[Start of Attachment]
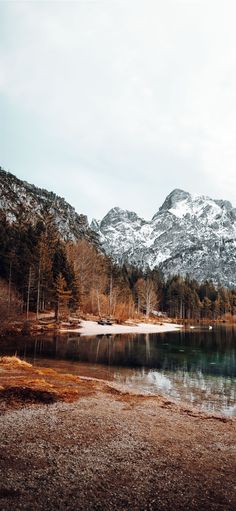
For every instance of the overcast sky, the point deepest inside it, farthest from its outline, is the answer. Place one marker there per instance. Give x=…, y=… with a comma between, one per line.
x=116, y=103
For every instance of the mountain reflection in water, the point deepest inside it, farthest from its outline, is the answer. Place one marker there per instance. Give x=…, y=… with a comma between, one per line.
x=197, y=366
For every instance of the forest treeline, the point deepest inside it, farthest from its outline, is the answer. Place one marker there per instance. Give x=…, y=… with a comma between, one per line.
x=45, y=272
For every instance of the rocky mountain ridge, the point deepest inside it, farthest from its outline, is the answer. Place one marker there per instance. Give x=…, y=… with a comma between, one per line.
x=22, y=201
x=189, y=234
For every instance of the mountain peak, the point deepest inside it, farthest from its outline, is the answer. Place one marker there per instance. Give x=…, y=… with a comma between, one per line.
x=177, y=195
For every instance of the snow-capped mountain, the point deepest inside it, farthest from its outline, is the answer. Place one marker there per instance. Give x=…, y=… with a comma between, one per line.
x=21, y=200
x=189, y=234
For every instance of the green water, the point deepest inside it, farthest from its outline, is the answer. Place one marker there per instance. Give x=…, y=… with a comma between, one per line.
x=196, y=366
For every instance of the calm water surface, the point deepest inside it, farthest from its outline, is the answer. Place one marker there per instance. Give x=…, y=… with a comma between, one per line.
x=197, y=366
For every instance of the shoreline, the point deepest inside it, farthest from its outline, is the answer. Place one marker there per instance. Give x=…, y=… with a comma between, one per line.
x=95, y=446
x=90, y=328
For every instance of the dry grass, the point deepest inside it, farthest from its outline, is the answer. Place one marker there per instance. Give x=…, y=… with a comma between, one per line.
x=22, y=383
x=14, y=362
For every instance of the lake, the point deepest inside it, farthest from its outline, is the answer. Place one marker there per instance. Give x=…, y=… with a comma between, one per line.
x=196, y=366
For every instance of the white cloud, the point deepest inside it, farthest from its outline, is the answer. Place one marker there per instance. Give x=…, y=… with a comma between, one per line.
x=137, y=93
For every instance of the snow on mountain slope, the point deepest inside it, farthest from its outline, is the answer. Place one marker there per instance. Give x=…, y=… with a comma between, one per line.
x=189, y=234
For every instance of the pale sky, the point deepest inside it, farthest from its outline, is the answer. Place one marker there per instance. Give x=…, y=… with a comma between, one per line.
x=116, y=103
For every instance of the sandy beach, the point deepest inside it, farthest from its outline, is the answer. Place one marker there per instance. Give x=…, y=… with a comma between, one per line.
x=76, y=444
x=92, y=328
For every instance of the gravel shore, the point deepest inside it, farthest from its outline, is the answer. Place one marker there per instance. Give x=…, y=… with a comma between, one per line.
x=110, y=451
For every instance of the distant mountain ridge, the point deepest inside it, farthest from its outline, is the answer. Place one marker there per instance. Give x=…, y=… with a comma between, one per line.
x=189, y=234
x=19, y=199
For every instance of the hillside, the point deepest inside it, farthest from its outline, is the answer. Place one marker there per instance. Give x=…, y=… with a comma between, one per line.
x=21, y=201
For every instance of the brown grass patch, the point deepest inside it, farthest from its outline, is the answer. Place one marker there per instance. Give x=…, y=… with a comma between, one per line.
x=13, y=362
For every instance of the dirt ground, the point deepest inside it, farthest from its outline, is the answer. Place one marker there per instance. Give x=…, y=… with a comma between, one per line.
x=74, y=444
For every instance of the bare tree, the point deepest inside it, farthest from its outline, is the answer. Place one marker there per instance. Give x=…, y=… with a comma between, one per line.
x=147, y=296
[End of Attachment]
> [Description of the task]: Leave the pictures out and return the rest of the material exactly.

> [Solution to the problem]:
For every instance of the overcast sky, the point deepest inside it, farthest from its outline, is the answer. Place one marker there per instance. Give x=…, y=… with a comma between, one per line.
x=116, y=103
For every instance of the mountain reflection in water, the point deepest inside it, farthest from its outline, is the answer. Place one marker there per instance. Give x=…, y=… with a comma between, one per line.
x=197, y=366
For every instance of the forest treeline, the point deepest inside it, farthest from its outline, is the answer. Place one marker there per instance. Give x=…, y=… with a comma between, one per line.
x=45, y=272
For every instance of the rocky mountain ridge, the point deepest inside it, farthest from its outline, is the answer. Place one marker there per instance. Give x=…, y=… with a comma between, one per line.
x=22, y=201
x=189, y=234
For every instance of the mountain peak, the point deepest inside it, farthest from its outline, is the answer. Place one marker there per instance. Give x=…, y=… with a comma between, one per line.
x=177, y=195
For every instance of the snow-capped mountain, the point deepest inside it, farthest from its outline, is the answer. Place one marker there per instance. Give x=…, y=… with a comma between, one per line.
x=21, y=200
x=189, y=234
For every instance of the green water, the point deepest inside it, farthest from its outline, is the answer. Place one marker there per instance. Give x=…, y=… with a comma between, one per line.
x=196, y=366
For every instance of the calm water surface, the point deepest inside it, farthest from its outline, is the answer. Place one marker there per instance. Give x=…, y=… with a comma between, one per line.
x=197, y=366
For every instance of the shoreline, the point deepest inside it, farthest from its outline, is the answer. Place one marker there per instance. Give x=…, y=… with a comma between, one per line.
x=95, y=446
x=90, y=328
For every instance of the dry grass, the point deepest inside it, farthest from its outline, is the answer. Place one marker there per instance. Give x=…, y=… with a comma between, one per line.
x=22, y=383
x=14, y=362
For every instance of the lake, the point deepest inside it, farthest from its outline, is the answer. Place one marker there per instance. Give x=…, y=… with a comma between, one per line.
x=196, y=366
For every instance of the white cloud, the point deepest inside it, farthest from its outline, is the answer. Place one marker there per instance. Give x=…, y=… with a comma between, one per line.
x=137, y=93
For every instance of the snow on mountain slope, the point deepest inside it, farthest from its outline, is the answer. Place one marker there per instance. Give x=…, y=… with a comma between, one per line.
x=189, y=234
For every instance of the pale sky, the point deepest inside it, farthest from its outline, is the answer. Place one marker there per instance. Give x=…, y=… with a comma between, one per line.
x=116, y=103
For every instance of the sandy beach, the point deepest inside it, farthest from its outline, is the answer. Place one marker there per instance. Give x=…, y=… with a comma between, one per line.
x=76, y=444
x=92, y=328
For every instance of the gravel shore, the point deepest inside it, farthest from its outline, is the answer. Place one marker there per instance. Give x=…, y=… with a comma between, one per line.
x=110, y=451
For every instance of the distant mountain ridge, the point deepest inside it, farthest from its outline, is the answer. Place one marker there per instance. Give x=…, y=… with a comma between, one per line.
x=189, y=234
x=19, y=199
For every instance of the hillside, the point deepest inside it, farthest from its outline, is the answer. Place one marker there per instance. Give x=…, y=… with a comma between, one per line.
x=21, y=201
For every instance of the brown grass patch, the point deepest inside it, farthest from its outline, is the answer. Place one marker there per instance. Give x=…, y=… with a comma between, one per line.
x=13, y=362
For every instance of the dirt ground, the point deepest inside it, farthest from its outline, is the answer. Place one marker there per instance. Give x=…, y=… with a comma between, one per line.
x=74, y=444
For every instance of the bare tree, the point deepest inside it, farthest from its outline, is the answer. Place one marker there per instance. Give x=…, y=… with a comma between, one per line.
x=147, y=296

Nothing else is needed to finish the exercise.